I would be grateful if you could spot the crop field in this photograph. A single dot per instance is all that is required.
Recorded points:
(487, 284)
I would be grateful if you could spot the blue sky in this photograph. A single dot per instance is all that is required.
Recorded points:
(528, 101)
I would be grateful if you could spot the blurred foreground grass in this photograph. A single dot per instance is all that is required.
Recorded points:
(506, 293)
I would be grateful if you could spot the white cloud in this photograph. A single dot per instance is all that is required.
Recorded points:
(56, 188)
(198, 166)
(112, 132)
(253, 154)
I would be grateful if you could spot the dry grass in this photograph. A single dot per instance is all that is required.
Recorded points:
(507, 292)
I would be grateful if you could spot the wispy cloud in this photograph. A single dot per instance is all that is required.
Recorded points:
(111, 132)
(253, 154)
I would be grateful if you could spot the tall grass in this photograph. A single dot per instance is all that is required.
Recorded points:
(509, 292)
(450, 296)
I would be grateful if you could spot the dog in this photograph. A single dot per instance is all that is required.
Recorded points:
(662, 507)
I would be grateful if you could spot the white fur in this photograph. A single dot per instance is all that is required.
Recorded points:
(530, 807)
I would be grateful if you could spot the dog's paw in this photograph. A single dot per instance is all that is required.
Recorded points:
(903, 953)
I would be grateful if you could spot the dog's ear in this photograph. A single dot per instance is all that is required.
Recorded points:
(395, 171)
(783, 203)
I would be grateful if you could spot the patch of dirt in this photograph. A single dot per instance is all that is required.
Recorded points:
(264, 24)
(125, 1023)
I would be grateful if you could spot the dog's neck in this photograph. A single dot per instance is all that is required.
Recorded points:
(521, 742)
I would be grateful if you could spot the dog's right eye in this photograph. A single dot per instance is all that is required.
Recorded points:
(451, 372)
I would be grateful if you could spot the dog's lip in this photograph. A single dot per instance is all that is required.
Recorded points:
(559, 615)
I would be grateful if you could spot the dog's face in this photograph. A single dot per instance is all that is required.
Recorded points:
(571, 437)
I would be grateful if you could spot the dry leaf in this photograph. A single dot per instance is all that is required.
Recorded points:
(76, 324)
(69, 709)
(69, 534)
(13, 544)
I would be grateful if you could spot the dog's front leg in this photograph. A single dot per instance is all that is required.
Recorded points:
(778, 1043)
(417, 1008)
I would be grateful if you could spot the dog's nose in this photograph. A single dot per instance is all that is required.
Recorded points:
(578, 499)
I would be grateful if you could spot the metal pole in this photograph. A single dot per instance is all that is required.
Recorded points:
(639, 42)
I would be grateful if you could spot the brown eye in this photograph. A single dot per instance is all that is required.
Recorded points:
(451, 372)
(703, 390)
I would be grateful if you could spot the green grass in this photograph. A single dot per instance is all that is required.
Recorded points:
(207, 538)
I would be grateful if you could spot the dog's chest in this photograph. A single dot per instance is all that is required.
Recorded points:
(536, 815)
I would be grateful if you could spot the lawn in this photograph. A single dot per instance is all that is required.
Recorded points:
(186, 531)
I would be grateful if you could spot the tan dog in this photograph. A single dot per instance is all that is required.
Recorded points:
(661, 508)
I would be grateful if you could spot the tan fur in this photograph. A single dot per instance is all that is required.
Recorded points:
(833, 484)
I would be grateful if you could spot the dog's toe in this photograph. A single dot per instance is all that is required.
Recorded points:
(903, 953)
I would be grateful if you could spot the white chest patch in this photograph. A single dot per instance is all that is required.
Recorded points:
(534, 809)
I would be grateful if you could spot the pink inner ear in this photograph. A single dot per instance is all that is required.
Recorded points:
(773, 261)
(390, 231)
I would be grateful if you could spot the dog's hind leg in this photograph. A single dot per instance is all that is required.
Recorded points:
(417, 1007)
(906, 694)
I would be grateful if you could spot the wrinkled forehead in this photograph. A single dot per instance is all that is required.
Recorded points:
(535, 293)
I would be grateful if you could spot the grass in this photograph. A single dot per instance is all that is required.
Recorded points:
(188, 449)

● **Aim**
Can you turn all of the data above into a Markdown table with two columns, Index and Line, giving each line its own numbered row and skipping any blank lines?

● **Output below**
| Index | Line |
|---|---|
| 1 | I would be grateful if you could spot the crop field in this photograph. A single dot per instance is all that is required. |
| 2 | Recorded points: |
| 3 | (487, 284) |
| 4 | I would be grateful if you could spot the blue sky in this photograph. A single dot per instance is all that is required. |
| 5 | Recorded points: |
| 6 | (528, 101) |
| 7 | I would be grateful if you could spot the blurred foreground grass in this photograph. A single dot per instance is all that is required. |
| 8 | Recorded points: |
| 9 | (506, 293) |
| 10 | I would be grateful if you could spot the white cloud in this photograph. A single dot per instance is all that is required. |
| 11 | Recorded points: |
| 12 | (56, 188) |
| 13 | (198, 166) |
| 14 | (112, 132) |
| 15 | (253, 154) |
| 16 | I would be grateful if you could spot the dry grass in this photograph. A single dot per instance is all that is required. |
| 17 | Recorded points: |
| 18 | (507, 292) |
| 19 | I would be grateful if you could spot the wispy cloud in this photograph. A single dot per instance is all that is required. |
| 20 | Recorded points: |
| 21 | (111, 132) |
| 22 | (253, 154) |
| 23 | I would be grateful if you could spot the tall grass in this photograph. A single dot per instance is all that is required. |
| 24 | Recorded points: |
| 25 | (509, 292) |
| 26 | (450, 296) |
| 27 | I would be grateful if you could spot the dog in this photograph. A single dot per instance is all that is required. |
| 28 | Recorded points: |
| 29 | (662, 507) |
| 30 | I would be grateful if you could spot the white fur in this photograph. A single dot per instance is all that is required. |
| 31 | Recorded points: |
| 32 | (530, 807) |
| 33 | I would be grateful if you could spot the dog's paw in this photograph. A single dot per instance is all that is required. |
| 34 | Recorded points: |
| 35 | (903, 953) |
| 36 | I would be grateful if you could spot the dog's ear in this photograph. A single dot per instance is all that is required. |
| 37 | Recorded points: |
| 38 | (395, 171) |
| 39 | (783, 203) |
| 40 | I would be grateful if you could spot the patch of dirt in this photograph. A single dot per instance is all that is required. |
| 41 | Recorded points: |
| 42 | (264, 24) |
| 43 | (125, 1023) |
| 44 | I would be grateful if you could spot the dog's neck in this photograph. A single dot per instance is all that is required. |
| 45 | Recorded points: |
| 46 | (521, 742) |
| 47 | I would be grateful if you could spot the dog's right eye in this photograph. A single dot per instance is all that is required. |
| 48 | Recorded points: |
| 49 | (451, 372) |
| 50 | I would be grateful if you could spot the dog's lip in this photograph. A single dot per instance is all that is required. |
| 51 | Recorded points: |
| 52 | (559, 615) |
| 53 | I would be grateful if you could spot the dog's face in this photograph. A single dot per instance is all that is required. |
| 54 | Recorded points: |
| 55 | (571, 437) |
| 56 | I would be grateful if you could spot the dry leaf in this photograph. A single dot per instance is all that is required. |
| 57 | Recorded points: |
| 58 | (76, 324) |
| 59 | (69, 709) |
| 60 | (69, 534) |
| 61 | (13, 544) |
| 62 | I would be grateful if you could spot the dog's front leg in this photograph. A single dot per instance is all that is required. |
| 63 | Recorded points: |
| 64 | (778, 1043) |
| 65 | (417, 1008) |
| 66 | I would be grateful if you could spot the dog's nose in this photograph. A single dot per instance is all that is required. |
| 67 | Recorded points: |
| 68 | (578, 499) |
| 69 | I would be grateful if you could spot the metal pole in this photograph. A single dot per instance is all that is required. |
| 70 | Recorded points: |
| 71 | (639, 42) |
| 72 | I would be grateful if you could spot the brown eye in this photograph. A single dot per instance is all that is required. |
| 73 | Recorded points: |
| 74 | (451, 372) |
| 75 | (703, 390) |
| 76 | I would be grateful if you could spot the green grass in this photograph. A single dot per instance is all that is required. |
| 77 | Recorded points: |
| 78 | (207, 538) |
| 79 | I would be grateful if you could spot the dog's chest in this photograph. A single dot per instance is all that is required. |
| 80 | Recorded points: |
| 81 | (536, 815) |
| 82 | I would be grateful if you could spot the lawn in this photograph. A single dot per instance is all that is required. |
| 83 | Recorded points: |
| 84 | (186, 531) |
| 85 | I would be grateful if you could spot the tan dog in this photograph. A single dot per instance is all that is required. |
| 86 | Recorded points: |
| 87 | (661, 508) |
| 88 | I would be grateful if you could spot the tan fur in this photograph. A single dot per instance is all that is required. |
| 89 | Recorded points: |
| 90 | (833, 484) |
| 91 | I would be grateful if you could spot the dog's toe in this photograph. A single dot per instance is all that is required. |
| 92 | Recorded points: |
| 93 | (903, 953) |
| 94 | I would be grateful if you could spot the white chest patch in this photograph. A single dot per instance is all that is required. |
| 95 | Recorded points: |
| 96 | (534, 809) |
| 97 | I would be grateful if you could spot the pink inner ear in this photograph. A single dot per instance is all that is required. |
| 98 | Recorded points: |
| 99 | (773, 261) |
| 100 | (390, 231) |
| 101 | I would be grateful if you could spot the dog's hind leg in this photograph. A single dot per instance is all that is required. |
| 102 | Recorded points: |
| 103 | (417, 1007) |
| 104 | (906, 694) |
| 105 | I would be grateful if you could spot the wrinkled forehead in this photograph. A single dot per instance is all that is required. |
| 106 | Recorded points: |
| 107 | (535, 293) |
| 108 | I would be grateful if you could spot the grass in this photograph. A single dot per instance is all that is required. |
| 109 | Recorded points: |
| 110 | (188, 449) |